> _What to work on_: Reproduce the entire stock option plan passage below verbatim.

Subject to adjustment as provided in Section 10 hereof, the Committee may
grant Options under the Plan to Participants under the Plan, and Director's
Options shall be granted to Directors as provided in Section 8 hereof, with
respect to a number of shares of Common Stock that in the aggregate does not
exceed 6,200,000 shares. The grant of an LSAR or Director's LSAR shall not
reduce the number of shares of Common Stock with respect to which Options or
Director's Options may be granted pursuant to the Plan.
Subject to adjustment as provided in Section 10 hereof, the maximum number
of shares of Common Stock with respect to which Incentive Awards may be granted
under this Plan to any one Participant shall not exceed 700,000 shares in the
aggregate during any period of four consecutive calendar years commencing on or
after January 1, 1994. Each share subject to an Option or Director's Option and
to a related LSAR or Director's LSAR, respectively, shall only count as a single
share for purposes of this limitation.
In the event that any outstanding Option expires, terminates or is
cancelled for any reason (other than pursuant to Paragraph 7(b)(2) hereof), the
shares of Common Stock subject to the unexercised portion of such Option shall
again be available for grants under the Plan. In the event that an outstanding
Option is cancelled pursuant to Paragraph 7(b)(2) hereof by reason of the
exercise of an LSAR, the shares of Common Stock subject to the cancelled portion
of such Option shall not again be available for grants under the Plan. In the
event that any outstanding Director's Option expires, terminates or is cancelled
for any reason (other than pursuant to Paragraph 8(g)(ii)(B) hereof), the shares
of Common Stock subject to the unexercised portion of such Director's Option
shall again be available for grants under the Plan. In the event that an
outstanding Director's Option is cancelled pursuant to Paragraph 8(g)(ii)(B)

Rows from a dataset for labeling boxes:
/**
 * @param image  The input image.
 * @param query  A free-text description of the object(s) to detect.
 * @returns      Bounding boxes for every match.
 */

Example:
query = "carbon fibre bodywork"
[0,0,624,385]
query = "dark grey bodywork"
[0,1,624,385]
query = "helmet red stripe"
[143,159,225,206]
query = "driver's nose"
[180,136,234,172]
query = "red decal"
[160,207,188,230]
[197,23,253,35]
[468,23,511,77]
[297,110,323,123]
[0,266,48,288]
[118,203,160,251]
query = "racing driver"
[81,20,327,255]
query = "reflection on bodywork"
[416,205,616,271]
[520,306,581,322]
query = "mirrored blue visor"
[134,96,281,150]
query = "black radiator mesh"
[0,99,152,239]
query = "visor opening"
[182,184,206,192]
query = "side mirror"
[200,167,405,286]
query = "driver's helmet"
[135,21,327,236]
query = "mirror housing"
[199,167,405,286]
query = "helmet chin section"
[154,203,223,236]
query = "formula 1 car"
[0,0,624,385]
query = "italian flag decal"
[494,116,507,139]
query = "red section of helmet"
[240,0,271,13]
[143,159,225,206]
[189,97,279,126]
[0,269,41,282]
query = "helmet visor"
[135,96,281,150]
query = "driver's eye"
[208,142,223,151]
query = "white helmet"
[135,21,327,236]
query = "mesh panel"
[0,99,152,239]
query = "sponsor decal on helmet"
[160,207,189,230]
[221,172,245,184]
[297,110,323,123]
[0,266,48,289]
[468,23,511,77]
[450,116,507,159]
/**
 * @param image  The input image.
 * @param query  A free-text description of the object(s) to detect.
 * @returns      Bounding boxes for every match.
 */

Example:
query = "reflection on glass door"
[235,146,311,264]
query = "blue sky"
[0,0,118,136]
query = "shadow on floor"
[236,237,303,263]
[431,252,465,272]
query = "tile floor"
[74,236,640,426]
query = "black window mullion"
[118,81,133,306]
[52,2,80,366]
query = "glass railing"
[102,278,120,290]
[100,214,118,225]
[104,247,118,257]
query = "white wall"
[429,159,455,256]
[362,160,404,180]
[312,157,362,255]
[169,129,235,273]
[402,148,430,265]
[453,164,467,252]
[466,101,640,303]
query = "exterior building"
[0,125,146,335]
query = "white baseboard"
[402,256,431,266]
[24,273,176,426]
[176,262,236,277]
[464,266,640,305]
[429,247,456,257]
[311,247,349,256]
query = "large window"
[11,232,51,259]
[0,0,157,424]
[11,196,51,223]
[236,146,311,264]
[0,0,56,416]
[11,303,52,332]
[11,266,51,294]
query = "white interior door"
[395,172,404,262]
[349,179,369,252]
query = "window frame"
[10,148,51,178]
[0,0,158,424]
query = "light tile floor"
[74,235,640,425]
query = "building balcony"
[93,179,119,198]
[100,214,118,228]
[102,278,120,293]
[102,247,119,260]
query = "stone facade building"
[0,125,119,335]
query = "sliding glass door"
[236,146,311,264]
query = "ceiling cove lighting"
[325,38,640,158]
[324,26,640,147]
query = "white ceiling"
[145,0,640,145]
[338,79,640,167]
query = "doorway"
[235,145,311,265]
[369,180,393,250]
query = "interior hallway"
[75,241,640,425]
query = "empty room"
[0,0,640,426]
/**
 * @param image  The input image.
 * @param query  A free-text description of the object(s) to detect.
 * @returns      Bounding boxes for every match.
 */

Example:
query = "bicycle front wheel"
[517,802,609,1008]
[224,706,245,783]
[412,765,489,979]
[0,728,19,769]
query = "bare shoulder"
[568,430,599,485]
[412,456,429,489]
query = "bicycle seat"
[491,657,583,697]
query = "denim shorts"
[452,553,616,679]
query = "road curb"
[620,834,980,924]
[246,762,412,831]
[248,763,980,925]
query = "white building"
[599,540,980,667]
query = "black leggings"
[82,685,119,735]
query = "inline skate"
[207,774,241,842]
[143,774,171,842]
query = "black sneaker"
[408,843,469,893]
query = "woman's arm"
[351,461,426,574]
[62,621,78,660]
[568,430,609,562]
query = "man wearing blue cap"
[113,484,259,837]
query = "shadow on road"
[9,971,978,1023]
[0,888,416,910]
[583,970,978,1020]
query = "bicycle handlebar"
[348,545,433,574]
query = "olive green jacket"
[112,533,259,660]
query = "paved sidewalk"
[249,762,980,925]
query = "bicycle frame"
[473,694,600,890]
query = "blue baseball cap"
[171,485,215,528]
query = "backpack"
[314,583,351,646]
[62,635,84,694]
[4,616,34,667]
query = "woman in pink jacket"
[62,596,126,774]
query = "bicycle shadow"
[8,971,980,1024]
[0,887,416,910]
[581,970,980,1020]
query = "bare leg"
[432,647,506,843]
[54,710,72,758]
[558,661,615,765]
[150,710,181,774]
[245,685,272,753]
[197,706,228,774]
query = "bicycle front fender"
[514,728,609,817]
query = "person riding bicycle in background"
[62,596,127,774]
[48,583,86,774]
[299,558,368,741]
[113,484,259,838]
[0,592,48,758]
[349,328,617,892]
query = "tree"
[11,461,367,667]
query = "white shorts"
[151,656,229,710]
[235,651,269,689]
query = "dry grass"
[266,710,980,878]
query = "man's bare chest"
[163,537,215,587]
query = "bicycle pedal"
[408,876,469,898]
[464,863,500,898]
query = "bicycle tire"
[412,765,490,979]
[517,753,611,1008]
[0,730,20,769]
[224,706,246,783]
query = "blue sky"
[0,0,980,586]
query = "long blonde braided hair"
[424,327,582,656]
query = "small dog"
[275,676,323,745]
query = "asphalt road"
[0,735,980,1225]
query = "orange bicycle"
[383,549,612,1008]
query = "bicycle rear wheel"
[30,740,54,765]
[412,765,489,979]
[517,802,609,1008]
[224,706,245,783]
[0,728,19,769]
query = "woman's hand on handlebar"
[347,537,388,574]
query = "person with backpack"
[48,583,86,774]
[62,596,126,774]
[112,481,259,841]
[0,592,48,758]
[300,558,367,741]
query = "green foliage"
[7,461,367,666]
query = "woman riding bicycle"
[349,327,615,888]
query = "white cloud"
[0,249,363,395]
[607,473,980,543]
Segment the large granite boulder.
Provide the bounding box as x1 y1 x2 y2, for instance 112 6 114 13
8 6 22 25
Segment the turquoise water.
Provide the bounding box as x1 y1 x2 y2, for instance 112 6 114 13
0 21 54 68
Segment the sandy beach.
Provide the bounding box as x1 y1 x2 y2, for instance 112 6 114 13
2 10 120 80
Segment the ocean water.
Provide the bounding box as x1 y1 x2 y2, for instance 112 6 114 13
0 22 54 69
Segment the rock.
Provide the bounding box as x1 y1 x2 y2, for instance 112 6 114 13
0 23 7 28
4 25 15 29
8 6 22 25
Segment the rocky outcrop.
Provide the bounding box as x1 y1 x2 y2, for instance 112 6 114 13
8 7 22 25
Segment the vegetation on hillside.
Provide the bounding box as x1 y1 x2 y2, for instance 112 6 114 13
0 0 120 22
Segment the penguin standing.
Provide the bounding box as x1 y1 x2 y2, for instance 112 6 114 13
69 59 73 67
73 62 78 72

> _Task response_:
Subject to adjustment as provided in Section 10 hereof, the Committee may
grant Options under the Plan to Participants under the Plan, and Director's
Options shall be granted to Directors as provided in Section 8 hereof, with
respect to a number of shares of Common Stock that in the aggregate does not
exceed 6,200,000 shares. The grant of an LSAR or Director's LSAR shall not
reduce the number of shares of Common Stock with respect to which Options or
Director's Options may be granted pursuant to the Plan.
Subject to adjustment as provided in Section 10 hereof, the maximum number
of shares of Common Stock with respect to which Incentive Awards may be granted
under this Plan to any one Participant shall not exceed 700,000 shares in the
aggregate during any period of four consecutive calendar years commencing on or
after January 1, 1994. Each share subject to an Option or Director's Option and
to a related LSAR or Director's LSAR, respectively, shall only count as a single
share for purposes of this limitation.
In the event that any outstanding Option expires, terminates or is
cancelled for any reason (other than pursuant to Paragraph 7(b)(2) hereof), the
shares of Common Stock subject to the unexercised portion of such Option shall
again be available for grants under the Plan. In the event that an outstanding
Option is cancelled pursuant to Paragraph 7(b)(2) hereof by reason of the
exercise of an LSAR, the shares of Common Stock subject to the cancelled portion
of such Option shall not again be available for grants under the Plan. In the
event that any outstanding Director's Option expires, terminates or is cancelled
for any reason (other than pursuant to Paragraph 8(g)(ii)(B) hereof), the shares
of Common Stock subject to the unexercised portion of such Director's Option
shall again be available for grants under the Plan. In the event that an
outstanding Director's Option is cancelled pursuant to Paragraph 8(g)(ii)(B)